- [What to work on] Carry on the article below about the Bates USEA Preliminary Championships at the AEC, picking up right after its last sentence.

- [Source document]
Aug 31, 2023

That's a Wrap on the Bates USEA Preliminary Championships at the AEC

By Meagan DeLisle - USEA Staff
Bates USEA Preliminary Amateur Champions Kelly Beaver and Excel Star Pluto. USEA/Meagan DeLisle photo

Lexington, Ky.—August 31— It was an exciting end to a championship week for competitors in the Bates USEA Preliminary Championship divisions at the USEA American Eventing Championships (AEC) presented by Nutrena Feeds. Three out of the four divisions saw new leaders rise through the rankings, while one horse and rider pair clinched tightly to their overnight lead to bring home the blue ribbon.

Bates USEA Preliminary Amateur Championship

Getting to ride with your close friend is always special, but getting to stand next to one another as Champion and Reserve Champion of your division at the AEC is on a whole other level. Bates USEA Preliminary Amateur champion Kelly Beaver (Elverson, Pennsylvania) got to do just that with her friend and division reserve champion Kathleen Bertuna (Athens, Ohio).

“The sport is so tough,” said Beaver. “It's an individual sport, you're really just competing against yourself, you know, and so to be able to have someone that understands it, and then to be able to share it with each other is really special.”

In the earlier part of the championship week, Bertuna actually sat one spot ahead of Beaver with her 8-year-old Irish Sport Horse gelding Excel Star Harry (Luidam x Moysella Cool Diamond), in third and fourth respectively. But after cross-country, both riders moved up the scoreboard with their horses with Beaver moving up to first with her 8-year-old Belgian Warmblood gelding Excel Star Pluto and Bertuna in second. Knowing they were going to have to battle it out for first between each other brought a whole new sense of friendship and humor into the equation.

- [Material shown]

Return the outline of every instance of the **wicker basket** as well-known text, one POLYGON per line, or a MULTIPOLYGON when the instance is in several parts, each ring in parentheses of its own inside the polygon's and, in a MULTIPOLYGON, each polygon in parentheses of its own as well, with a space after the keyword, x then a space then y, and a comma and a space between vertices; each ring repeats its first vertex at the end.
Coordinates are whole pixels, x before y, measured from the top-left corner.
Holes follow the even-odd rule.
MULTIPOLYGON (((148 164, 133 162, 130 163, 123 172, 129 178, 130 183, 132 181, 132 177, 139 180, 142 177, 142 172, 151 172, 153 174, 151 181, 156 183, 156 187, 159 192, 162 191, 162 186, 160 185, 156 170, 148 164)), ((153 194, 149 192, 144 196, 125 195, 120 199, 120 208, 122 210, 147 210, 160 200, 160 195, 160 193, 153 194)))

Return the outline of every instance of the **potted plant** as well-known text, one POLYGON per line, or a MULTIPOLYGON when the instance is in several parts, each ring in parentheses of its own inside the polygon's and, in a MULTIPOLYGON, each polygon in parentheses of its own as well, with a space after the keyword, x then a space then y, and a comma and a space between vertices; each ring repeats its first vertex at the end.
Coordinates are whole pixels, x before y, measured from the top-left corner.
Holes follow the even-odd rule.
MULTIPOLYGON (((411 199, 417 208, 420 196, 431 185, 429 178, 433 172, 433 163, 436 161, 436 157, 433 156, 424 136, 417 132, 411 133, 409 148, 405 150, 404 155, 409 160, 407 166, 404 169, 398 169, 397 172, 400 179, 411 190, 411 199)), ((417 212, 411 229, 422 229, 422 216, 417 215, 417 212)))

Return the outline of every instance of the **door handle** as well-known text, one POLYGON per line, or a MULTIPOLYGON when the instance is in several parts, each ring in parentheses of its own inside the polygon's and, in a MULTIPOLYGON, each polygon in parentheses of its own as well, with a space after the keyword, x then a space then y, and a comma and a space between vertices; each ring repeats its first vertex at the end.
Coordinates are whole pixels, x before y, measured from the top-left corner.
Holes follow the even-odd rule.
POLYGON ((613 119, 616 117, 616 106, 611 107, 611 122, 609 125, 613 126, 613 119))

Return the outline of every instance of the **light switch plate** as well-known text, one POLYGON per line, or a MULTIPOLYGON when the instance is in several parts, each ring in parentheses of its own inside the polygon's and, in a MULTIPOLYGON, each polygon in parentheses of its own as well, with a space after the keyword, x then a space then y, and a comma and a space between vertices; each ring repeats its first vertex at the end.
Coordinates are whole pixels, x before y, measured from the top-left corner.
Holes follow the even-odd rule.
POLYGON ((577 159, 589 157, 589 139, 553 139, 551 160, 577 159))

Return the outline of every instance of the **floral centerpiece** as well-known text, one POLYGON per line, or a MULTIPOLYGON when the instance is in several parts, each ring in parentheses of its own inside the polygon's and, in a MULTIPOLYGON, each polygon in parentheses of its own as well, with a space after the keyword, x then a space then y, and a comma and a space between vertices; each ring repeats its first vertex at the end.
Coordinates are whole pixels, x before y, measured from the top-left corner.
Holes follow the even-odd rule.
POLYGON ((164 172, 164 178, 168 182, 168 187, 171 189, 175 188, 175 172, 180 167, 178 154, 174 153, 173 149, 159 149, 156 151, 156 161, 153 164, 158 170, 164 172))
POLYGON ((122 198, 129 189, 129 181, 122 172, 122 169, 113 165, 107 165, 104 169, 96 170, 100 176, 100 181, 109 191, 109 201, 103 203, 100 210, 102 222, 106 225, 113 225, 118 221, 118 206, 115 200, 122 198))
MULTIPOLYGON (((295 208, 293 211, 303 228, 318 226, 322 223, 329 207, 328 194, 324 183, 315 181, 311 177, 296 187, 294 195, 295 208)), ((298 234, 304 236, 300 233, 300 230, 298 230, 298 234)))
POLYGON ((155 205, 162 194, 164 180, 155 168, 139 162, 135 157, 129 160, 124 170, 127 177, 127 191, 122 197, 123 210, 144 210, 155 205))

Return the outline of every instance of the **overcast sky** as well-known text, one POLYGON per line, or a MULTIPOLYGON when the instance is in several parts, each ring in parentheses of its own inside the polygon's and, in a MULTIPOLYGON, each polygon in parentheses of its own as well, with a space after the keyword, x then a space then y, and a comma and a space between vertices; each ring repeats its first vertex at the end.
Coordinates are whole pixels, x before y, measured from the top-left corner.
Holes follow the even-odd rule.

- [In response]
“She was hot on my heels,” shared Beaver. “I knew her horse had like an anaphylactic reaction to rails; you have to make this horse have a rail so I knew I did not have any chance of her having a rail.”

While Beaver did add .4 time penalties to her score after show jumping, she still held onto her lead and finished with a score of 34.3. Bertuna and Excel Star Harry concluded their weekend in second on 35.7.

Another thing that Beaver and Bertuna share together is the camaraderie of motherhood while still pursuing their equestrian goals.

Beaver, Champion, and Bertuna, Reserve Champion.

“It takes a village,” shared Bertuna, “and it's not always your immediate village. I live in an eventing desert in Southeast Ohio. I travel six-and-a-half hours for cross-country coaching. In the summer, and in the winter seven and a half. I travel two hours for dressage coaching and two hours to do a local schooling for stadium, but it does it just takes a village and so much support. I mean from the spouses at home to your kids understanding and cheering you on.”

Beaver agreed: “I feel you just have to figure out the schedule. You have to figure out where you can give, and where are the sacrifices. You know, get up at 5:00 a.m., and you do a ride before work. You move your schedule around. I'm fortunate I have a supportive colleague group too. No one else understands it at work, but they understand it enough. So it just takes tons and tons of support. And some days you just don't feel like doing it because you've got a million things, but I'll tell you what, I've never regretted riding.”

Citigirl and Rory Frangos.

Making an impressive move up from 13th after dressage to third at the end of the final phase was Rory Frangos (Ocala, Florida) riding RAF Eventing LLC’s 9-year-old Thoroughbred mare Citigirl. Frangos is a senior in high school, which she shares adds a little complexity to her riding life.

“I do online [school] luckily,” she said, “so I usually am at the barn doing school on my computer, and then I'll run out have a lesson. Thankfully, my trainer Buck [Davidson] is straight across the street, so I zip over there, have a lesson, come back, get on the other horse, go back over, so it's a lot of back and forth. But it's always worth it.”

Frangos purchased Citigirl from Buck two years ago, and it took some time for her to adjust to riding a more sensitive horse than she is used to, which makes this weekend’s result even more sweet.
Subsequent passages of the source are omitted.